**Directions for this task:** From the material below, give the number of lines that hold the string "cabinet" and nothing further.

**Records for processing:**
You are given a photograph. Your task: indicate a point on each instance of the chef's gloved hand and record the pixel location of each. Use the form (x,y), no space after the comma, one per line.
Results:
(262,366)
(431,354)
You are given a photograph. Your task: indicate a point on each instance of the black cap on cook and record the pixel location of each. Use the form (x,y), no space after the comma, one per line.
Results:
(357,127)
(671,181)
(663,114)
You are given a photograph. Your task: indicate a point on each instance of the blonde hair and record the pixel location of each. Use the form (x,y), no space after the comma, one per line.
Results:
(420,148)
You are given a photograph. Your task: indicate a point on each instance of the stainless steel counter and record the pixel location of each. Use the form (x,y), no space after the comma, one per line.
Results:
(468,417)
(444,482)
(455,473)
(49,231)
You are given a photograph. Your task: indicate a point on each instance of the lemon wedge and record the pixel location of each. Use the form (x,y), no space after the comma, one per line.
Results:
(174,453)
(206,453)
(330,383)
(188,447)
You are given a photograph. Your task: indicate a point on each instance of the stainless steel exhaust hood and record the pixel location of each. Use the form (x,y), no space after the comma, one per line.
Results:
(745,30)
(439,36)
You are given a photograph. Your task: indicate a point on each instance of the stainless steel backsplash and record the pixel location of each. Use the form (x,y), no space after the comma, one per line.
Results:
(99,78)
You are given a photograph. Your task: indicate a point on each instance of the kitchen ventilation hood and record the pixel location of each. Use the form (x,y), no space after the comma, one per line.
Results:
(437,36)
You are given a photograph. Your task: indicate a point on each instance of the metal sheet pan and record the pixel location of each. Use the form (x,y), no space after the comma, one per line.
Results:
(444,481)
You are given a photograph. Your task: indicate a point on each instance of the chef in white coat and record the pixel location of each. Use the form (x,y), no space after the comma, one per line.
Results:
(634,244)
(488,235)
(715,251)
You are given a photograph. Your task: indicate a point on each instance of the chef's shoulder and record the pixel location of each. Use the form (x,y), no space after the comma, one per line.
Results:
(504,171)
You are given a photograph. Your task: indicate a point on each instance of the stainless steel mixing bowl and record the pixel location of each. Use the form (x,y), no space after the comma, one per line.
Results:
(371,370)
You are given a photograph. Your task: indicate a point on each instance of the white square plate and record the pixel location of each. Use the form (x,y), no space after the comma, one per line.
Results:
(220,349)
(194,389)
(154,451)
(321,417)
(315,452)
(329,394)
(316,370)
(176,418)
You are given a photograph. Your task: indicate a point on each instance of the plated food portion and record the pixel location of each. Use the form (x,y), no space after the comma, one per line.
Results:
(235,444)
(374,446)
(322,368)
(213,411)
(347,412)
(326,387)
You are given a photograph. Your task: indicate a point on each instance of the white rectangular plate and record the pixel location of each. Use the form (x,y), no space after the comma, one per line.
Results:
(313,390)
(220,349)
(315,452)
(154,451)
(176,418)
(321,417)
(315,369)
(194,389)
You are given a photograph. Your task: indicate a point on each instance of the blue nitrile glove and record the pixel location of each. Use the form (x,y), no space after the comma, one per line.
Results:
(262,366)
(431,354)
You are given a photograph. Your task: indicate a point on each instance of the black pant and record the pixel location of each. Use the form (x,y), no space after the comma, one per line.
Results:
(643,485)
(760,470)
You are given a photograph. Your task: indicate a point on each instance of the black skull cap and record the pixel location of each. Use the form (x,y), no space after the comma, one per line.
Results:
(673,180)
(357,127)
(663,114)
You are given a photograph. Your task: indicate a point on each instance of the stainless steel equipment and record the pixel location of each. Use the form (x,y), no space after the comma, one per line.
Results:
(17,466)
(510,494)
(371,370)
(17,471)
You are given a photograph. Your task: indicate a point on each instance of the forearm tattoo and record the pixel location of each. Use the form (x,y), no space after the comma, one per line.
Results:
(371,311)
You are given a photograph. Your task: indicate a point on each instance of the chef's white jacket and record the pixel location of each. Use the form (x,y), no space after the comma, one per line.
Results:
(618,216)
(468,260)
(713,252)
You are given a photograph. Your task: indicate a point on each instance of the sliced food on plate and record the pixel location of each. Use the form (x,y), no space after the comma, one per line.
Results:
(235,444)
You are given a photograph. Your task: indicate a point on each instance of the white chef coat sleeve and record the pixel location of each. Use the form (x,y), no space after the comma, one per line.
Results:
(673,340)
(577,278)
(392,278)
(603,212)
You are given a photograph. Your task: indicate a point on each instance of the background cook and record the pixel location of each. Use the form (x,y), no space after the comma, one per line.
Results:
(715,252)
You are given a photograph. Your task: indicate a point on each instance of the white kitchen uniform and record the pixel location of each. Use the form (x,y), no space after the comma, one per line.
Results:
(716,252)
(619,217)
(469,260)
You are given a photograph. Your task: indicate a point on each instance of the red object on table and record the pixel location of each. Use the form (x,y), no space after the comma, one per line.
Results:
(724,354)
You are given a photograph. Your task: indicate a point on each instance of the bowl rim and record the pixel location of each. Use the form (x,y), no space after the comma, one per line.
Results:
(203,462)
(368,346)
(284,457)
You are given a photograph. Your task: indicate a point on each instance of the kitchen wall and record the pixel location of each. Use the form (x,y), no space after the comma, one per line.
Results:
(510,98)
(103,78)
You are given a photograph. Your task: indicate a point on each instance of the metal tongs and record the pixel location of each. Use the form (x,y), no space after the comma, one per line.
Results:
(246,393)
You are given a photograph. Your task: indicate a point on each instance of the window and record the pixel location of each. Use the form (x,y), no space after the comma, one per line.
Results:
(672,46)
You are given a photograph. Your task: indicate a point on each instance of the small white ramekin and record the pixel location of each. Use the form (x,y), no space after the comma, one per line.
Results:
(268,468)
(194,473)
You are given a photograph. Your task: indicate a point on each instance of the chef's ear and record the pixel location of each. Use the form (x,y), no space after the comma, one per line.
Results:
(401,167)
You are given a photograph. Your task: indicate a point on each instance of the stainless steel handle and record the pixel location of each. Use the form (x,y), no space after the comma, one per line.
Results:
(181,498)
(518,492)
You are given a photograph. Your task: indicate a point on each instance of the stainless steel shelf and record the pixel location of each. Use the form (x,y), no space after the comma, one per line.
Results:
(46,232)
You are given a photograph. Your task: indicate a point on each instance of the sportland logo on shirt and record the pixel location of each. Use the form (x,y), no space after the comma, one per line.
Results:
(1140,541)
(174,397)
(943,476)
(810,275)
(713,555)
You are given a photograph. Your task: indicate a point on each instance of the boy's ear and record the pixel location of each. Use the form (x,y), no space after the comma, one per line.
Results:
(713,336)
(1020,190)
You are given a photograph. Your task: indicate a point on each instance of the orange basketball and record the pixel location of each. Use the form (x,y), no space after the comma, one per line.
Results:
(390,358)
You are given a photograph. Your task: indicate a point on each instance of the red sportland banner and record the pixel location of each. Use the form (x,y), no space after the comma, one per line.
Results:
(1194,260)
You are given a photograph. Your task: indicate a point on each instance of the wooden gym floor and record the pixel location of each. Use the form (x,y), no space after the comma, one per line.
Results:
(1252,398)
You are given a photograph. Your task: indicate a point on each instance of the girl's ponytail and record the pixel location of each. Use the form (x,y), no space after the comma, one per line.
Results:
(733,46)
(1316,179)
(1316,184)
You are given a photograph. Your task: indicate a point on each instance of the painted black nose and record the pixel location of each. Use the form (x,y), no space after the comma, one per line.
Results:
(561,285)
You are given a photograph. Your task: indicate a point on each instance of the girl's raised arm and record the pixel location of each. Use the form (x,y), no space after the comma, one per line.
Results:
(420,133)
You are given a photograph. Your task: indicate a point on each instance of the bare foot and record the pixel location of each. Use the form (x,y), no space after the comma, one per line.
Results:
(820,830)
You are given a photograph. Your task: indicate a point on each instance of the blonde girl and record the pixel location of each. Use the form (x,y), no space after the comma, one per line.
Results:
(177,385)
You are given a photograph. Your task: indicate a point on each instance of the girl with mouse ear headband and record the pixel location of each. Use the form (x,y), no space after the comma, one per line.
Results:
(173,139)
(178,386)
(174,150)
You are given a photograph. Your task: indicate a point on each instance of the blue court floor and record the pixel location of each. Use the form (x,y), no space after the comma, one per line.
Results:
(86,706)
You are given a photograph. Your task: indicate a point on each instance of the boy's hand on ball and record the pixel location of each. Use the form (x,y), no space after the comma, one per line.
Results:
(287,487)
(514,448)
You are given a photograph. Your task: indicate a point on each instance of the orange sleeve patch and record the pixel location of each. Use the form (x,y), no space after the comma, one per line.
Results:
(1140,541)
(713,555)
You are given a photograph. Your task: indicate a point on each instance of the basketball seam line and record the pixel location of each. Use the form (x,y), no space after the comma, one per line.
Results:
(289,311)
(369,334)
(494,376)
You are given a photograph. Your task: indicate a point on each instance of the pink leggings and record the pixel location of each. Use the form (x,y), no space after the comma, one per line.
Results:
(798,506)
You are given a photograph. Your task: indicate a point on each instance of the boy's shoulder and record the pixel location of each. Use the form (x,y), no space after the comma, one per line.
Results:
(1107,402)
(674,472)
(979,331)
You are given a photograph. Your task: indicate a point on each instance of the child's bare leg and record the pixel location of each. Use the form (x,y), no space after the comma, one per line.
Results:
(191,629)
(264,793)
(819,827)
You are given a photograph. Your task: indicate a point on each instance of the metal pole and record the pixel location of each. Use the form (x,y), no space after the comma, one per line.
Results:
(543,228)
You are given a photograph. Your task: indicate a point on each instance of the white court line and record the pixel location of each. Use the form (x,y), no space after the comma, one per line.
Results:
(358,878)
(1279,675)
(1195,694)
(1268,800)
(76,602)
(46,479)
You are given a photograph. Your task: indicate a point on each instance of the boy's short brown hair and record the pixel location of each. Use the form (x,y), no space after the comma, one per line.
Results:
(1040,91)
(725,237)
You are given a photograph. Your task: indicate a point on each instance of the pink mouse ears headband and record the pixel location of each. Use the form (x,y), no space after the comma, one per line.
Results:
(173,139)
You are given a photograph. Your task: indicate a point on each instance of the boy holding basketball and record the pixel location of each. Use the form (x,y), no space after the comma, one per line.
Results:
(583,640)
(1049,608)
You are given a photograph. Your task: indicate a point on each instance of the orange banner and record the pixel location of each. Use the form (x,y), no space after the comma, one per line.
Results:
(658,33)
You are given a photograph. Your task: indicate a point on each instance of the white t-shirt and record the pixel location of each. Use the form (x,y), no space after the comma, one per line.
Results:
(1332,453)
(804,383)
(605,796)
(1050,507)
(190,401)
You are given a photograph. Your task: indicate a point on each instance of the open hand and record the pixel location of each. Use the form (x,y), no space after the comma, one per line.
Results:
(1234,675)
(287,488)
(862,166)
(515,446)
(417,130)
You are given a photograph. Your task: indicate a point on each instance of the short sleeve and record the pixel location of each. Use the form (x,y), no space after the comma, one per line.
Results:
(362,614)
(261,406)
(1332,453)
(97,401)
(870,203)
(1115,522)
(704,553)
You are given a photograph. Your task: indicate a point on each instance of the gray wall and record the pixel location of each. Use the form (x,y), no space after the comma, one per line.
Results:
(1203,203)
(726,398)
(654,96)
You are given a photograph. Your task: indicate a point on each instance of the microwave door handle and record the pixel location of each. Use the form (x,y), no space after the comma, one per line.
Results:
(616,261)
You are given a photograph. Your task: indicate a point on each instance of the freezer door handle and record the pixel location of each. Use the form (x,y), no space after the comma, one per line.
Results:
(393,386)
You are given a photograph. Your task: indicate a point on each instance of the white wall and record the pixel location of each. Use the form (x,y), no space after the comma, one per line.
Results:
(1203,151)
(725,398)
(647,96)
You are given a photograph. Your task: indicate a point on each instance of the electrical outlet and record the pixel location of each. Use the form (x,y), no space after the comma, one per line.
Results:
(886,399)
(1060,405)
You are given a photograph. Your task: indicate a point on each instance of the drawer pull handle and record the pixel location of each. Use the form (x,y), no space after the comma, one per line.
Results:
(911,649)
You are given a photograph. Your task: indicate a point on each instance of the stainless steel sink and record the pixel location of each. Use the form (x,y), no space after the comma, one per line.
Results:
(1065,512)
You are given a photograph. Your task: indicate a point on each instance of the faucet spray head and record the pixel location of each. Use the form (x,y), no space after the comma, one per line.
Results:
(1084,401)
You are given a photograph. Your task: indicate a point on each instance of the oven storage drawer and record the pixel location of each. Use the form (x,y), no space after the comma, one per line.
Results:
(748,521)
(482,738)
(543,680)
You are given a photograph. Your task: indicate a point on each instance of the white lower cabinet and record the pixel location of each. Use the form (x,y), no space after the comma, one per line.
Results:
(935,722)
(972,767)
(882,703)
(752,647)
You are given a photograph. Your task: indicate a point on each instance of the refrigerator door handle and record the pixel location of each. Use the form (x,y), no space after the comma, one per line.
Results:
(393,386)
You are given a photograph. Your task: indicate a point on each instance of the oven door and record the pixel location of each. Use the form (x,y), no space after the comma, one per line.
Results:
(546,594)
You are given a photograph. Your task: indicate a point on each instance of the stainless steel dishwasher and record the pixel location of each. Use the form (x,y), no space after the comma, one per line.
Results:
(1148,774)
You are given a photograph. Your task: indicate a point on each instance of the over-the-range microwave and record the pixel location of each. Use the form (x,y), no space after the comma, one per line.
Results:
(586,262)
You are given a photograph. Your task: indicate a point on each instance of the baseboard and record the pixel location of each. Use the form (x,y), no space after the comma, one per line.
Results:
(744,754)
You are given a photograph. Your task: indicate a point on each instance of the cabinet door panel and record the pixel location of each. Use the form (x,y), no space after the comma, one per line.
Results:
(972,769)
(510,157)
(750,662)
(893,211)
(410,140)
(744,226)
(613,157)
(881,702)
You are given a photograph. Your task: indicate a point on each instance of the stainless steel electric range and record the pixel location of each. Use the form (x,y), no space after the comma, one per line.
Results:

**Exercise result:** 2